===== DATA EXCERPTS

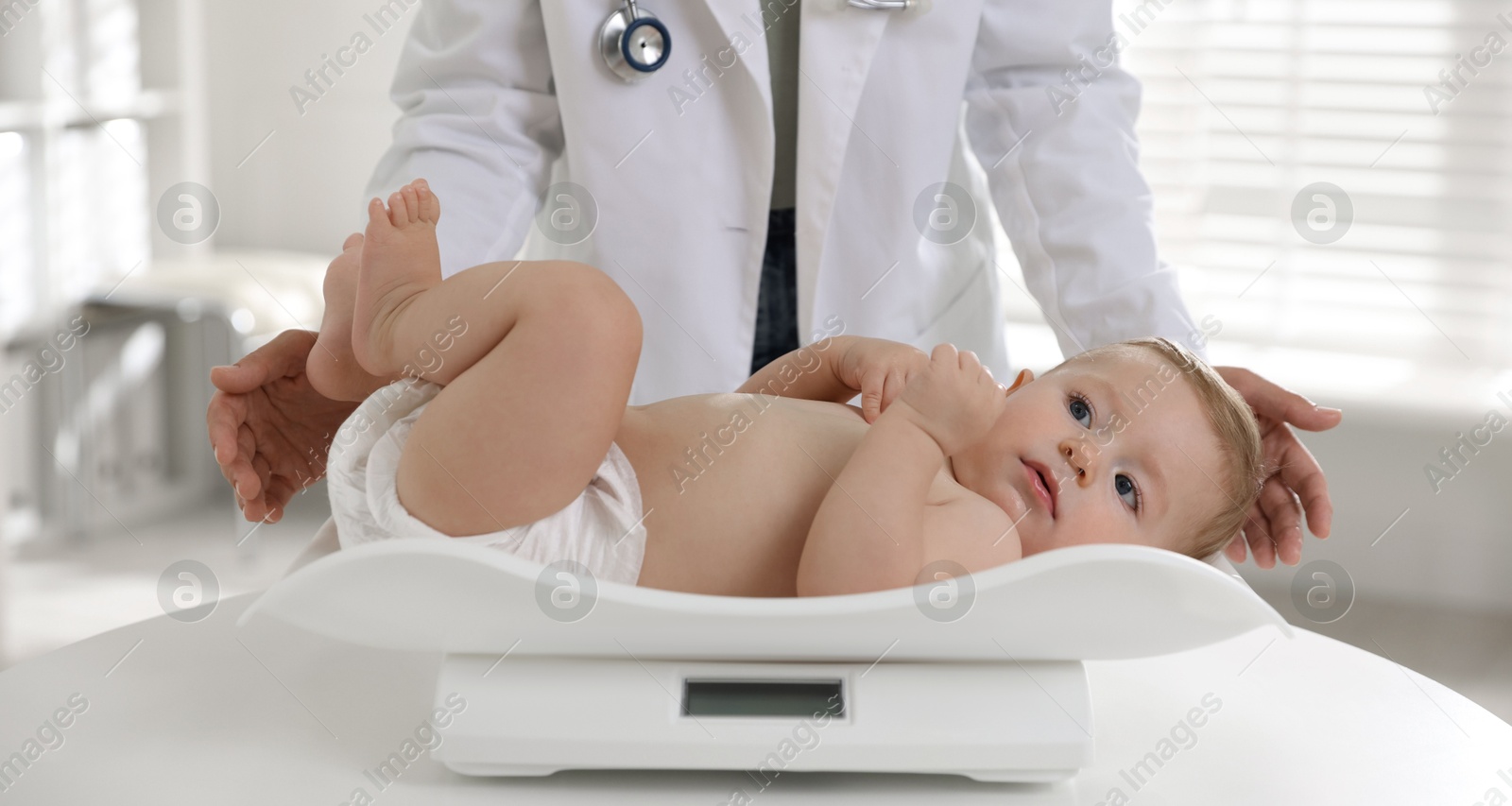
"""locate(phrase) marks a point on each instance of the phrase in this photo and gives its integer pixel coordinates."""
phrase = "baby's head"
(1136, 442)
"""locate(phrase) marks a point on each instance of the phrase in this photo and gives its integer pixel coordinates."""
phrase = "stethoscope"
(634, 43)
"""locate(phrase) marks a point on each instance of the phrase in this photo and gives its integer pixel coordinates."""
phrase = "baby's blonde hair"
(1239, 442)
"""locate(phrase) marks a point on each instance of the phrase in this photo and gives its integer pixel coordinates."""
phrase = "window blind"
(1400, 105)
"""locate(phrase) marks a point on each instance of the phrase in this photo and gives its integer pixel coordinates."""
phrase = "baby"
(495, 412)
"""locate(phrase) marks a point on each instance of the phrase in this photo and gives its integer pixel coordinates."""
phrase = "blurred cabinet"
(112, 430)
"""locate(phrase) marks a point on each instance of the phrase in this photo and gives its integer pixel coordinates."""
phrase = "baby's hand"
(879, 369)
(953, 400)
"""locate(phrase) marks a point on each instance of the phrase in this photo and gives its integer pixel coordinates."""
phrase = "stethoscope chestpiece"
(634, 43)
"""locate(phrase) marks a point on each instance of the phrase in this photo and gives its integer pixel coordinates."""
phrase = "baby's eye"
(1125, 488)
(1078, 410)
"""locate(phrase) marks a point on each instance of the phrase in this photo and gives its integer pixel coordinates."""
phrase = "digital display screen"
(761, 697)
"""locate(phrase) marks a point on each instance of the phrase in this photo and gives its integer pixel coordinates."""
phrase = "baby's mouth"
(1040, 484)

==========

§ INSTRUCTIONS FOR THE TASK
Reproduce every row above verbatim, leaving out the pictures.

§ EXPECTED OUTPUT
"""locate(phrase) marks a point on each instance of the phrase in this photo and gives its integer pixel coordinates."""
phrase = "baby's head"
(1136, 442)
"""locate(phrase) marks a point on each instance of the phrase in this photo and gives its integer pixel coordinates."""
phrase = "stethoscope"
(634, 43)
"""locate(phrase) marks a point on each instance of the phrase in this photo and gives its integer pixel coordinates."""
phrase = "baby's blonde hair"
(1239, 442)
"""locate(phrase) marks a point on each instance of the phrase in this photo and gives its integer pixel coordinates."""
phrase = "window blind"
(1400, 105)
"""locate(phrase) marks a point on each instance of the phrase in this photo and gives its integer pixel coordinates."""
phrase = "baby"
(495, 412)
"""locate(phrase) marks a point on each instance of the phrase in this photo and gives its integer pixel coordinates."""
phrase = "blurred cabinet"
(112, 430)
"""locate(phrase) marks a point on each instance of the phrase in this photo and gives its integer pixel coordinates."""
phrase = "baby's hand"
(879, 369)
(953, 400)
"""locate(phrase) marks a point on each instance of the phrase in this photo and gives its integer pixel coordinates."""
phrase = "stethoscope chestpiece"
(634, 43)
"""locate(phrase) marks a point on each instance of the phrase in this photo and gives its integer pixel coordinates."""
phrase = "baby's eye"
(1125, 488)
(1078, 410)
"""locate(phrase) marks a point on each instance of the phrase in this photo and gives its integer pixel coordinates."""
phrase = "digital display screen"
(761, 697)
"""locate(phrase) marks a point on each instance of the phrase in this photo and gives its integer pixel coordinates."""
phrase = "baby's mouth"
(1040, 484)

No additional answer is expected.